Stated exercise: Copy out the rows from the first one through the line with "x=553, y=1157", requests included. Shift every answer coordinate by adding 14 to each x and y value, and leave the request lines unchanged.

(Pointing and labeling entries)

>> Start

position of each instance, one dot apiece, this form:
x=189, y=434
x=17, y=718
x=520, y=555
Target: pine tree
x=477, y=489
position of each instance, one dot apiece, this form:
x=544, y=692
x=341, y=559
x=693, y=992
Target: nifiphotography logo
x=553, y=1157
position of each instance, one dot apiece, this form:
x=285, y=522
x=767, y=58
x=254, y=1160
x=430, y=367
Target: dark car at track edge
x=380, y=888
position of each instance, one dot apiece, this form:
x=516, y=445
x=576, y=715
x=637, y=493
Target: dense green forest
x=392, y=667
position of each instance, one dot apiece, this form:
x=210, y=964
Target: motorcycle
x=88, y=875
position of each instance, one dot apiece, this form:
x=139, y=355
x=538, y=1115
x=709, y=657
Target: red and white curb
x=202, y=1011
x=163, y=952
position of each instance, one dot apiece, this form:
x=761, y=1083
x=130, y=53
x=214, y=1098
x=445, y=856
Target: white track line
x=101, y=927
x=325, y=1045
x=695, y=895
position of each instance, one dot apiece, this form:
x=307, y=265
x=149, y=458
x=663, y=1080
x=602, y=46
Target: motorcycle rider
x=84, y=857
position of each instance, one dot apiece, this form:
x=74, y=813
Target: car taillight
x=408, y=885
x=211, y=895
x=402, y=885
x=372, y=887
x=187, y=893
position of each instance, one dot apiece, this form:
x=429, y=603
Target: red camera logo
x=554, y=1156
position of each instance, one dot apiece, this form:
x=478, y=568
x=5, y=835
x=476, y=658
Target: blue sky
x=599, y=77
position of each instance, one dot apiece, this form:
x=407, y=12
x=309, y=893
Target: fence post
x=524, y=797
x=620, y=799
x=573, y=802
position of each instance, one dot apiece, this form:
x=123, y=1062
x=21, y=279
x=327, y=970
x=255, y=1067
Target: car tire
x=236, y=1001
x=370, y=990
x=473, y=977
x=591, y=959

>> End

Output:
position of each instance, one dot apiece, this form:
x=189, y=434
x=17, y=718
x=520, y=555
Target: pine tree
x=491, y=503
position of each instance, one dot apiece, this form:
x=544, y=692
x=341, y=559
x=693, y=992
Target: nifiphotography logo
x=567, y=1171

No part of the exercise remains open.